**TASK GOAL:** Please identify each line in the rows below that contains the word "plant" and copy those lines. Only matches with the same letter case count.

**TASK DATA:**
########
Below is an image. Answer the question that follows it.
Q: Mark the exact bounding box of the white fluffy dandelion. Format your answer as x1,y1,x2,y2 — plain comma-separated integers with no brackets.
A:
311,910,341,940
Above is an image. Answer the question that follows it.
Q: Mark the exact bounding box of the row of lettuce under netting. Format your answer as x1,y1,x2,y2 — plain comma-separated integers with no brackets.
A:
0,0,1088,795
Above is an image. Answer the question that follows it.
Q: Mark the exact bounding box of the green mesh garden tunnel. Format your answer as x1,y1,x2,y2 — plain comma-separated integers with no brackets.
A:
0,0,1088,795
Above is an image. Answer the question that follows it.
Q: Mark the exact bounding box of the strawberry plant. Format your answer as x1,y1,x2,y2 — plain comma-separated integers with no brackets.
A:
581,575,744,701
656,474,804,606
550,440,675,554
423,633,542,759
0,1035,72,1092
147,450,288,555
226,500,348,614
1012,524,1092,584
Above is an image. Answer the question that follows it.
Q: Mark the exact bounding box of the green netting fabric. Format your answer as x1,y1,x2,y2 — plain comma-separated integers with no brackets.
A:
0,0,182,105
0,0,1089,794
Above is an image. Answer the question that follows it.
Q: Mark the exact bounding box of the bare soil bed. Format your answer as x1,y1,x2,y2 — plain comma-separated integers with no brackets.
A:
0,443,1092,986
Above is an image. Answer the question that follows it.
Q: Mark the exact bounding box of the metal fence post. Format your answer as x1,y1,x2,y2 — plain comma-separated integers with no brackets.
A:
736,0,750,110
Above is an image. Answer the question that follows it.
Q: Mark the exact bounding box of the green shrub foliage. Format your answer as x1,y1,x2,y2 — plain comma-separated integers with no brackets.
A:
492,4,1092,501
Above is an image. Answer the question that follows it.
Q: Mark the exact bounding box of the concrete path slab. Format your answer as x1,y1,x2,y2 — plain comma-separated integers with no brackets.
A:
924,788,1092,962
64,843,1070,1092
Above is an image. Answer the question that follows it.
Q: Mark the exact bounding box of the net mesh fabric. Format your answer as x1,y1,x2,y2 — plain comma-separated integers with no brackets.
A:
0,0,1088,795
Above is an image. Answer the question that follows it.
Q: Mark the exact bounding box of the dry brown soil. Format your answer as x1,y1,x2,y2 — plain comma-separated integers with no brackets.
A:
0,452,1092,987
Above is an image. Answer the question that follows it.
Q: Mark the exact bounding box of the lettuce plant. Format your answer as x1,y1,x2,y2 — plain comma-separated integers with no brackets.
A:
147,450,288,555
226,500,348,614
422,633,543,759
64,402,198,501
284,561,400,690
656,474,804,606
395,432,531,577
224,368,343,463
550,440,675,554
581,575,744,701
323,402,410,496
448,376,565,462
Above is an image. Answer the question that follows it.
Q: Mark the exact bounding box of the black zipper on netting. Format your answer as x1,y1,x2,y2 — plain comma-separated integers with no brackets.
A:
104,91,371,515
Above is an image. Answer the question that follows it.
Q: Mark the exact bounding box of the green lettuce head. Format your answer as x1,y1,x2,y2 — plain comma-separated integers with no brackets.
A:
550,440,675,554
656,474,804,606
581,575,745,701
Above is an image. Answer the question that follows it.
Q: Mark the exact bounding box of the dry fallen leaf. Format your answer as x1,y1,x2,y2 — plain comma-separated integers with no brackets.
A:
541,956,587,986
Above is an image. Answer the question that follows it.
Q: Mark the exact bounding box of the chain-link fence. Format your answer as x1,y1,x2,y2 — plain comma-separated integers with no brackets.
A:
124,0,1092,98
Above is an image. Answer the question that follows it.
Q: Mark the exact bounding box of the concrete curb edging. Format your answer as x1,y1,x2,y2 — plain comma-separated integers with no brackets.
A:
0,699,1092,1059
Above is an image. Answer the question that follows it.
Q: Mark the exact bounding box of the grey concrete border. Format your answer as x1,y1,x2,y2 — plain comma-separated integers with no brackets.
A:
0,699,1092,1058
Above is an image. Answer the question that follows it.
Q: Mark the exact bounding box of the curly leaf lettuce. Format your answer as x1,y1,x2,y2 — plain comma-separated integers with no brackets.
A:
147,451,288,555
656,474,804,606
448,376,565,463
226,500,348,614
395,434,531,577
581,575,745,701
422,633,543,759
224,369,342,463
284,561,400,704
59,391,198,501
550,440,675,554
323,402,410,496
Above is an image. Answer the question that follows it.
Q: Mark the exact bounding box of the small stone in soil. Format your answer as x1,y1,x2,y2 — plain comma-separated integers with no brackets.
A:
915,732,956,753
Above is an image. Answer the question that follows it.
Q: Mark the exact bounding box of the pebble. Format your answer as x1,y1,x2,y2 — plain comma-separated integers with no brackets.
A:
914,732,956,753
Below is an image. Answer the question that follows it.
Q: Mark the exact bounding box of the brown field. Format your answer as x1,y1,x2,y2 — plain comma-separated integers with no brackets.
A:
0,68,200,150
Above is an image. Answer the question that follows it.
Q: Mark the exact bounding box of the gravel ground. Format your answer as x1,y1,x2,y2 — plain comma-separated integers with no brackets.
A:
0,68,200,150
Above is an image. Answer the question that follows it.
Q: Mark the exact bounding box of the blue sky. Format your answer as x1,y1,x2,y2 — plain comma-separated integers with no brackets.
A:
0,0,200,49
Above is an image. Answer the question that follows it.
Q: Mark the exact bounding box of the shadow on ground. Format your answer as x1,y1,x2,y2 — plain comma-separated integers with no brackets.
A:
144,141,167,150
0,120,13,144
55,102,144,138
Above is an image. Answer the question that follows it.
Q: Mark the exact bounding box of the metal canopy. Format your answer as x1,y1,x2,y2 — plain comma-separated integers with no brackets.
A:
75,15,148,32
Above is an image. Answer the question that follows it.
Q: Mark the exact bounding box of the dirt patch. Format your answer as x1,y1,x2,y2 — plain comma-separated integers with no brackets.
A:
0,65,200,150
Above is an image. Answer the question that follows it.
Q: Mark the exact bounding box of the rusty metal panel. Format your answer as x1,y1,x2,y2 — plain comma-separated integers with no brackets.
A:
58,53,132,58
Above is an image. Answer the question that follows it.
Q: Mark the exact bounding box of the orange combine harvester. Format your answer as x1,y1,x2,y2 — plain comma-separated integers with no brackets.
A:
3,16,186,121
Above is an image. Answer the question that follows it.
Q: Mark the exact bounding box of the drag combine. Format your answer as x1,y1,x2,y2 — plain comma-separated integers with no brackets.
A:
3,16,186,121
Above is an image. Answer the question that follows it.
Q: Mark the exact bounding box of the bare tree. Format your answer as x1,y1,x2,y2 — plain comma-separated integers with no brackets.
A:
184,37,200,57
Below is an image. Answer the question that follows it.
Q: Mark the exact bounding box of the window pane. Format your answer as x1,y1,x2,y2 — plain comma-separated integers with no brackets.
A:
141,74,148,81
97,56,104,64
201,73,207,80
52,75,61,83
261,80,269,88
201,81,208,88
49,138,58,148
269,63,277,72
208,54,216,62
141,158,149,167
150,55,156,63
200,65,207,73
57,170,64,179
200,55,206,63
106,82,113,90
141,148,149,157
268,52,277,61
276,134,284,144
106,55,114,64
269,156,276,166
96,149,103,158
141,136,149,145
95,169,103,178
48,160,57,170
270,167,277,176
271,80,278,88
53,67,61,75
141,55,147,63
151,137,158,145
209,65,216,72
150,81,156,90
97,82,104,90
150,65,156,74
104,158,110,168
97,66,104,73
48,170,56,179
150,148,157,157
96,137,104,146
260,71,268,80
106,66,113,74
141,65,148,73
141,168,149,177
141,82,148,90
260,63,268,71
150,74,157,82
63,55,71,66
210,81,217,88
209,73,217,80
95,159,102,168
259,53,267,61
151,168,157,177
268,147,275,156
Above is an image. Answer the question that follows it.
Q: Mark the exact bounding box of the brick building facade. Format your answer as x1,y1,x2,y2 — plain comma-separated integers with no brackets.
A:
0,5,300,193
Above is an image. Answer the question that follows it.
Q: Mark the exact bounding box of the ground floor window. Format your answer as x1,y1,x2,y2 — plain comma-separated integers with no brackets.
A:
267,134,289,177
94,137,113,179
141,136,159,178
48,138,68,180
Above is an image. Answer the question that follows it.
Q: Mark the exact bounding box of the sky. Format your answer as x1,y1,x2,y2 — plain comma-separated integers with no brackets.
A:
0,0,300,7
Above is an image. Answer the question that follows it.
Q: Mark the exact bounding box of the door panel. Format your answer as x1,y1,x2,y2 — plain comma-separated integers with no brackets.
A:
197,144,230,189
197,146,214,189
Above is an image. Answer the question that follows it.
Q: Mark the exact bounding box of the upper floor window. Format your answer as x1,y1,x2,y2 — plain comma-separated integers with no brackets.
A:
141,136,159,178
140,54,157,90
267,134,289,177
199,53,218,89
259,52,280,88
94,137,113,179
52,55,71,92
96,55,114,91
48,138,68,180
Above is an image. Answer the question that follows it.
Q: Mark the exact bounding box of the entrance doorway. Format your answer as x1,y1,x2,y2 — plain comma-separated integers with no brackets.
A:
########
**EXPECTED OUTPUT:**
Q: Mark the exact bounding box of the strawberry plant. Format your answer as x1,y1,x2,y2 — plain comma-separated integers with no brackets.
Q: Mark the exact bounding box of the lettuce plant. Format your answer as x1,y1,x2,y2 — plain comma-separated integers with no brackets.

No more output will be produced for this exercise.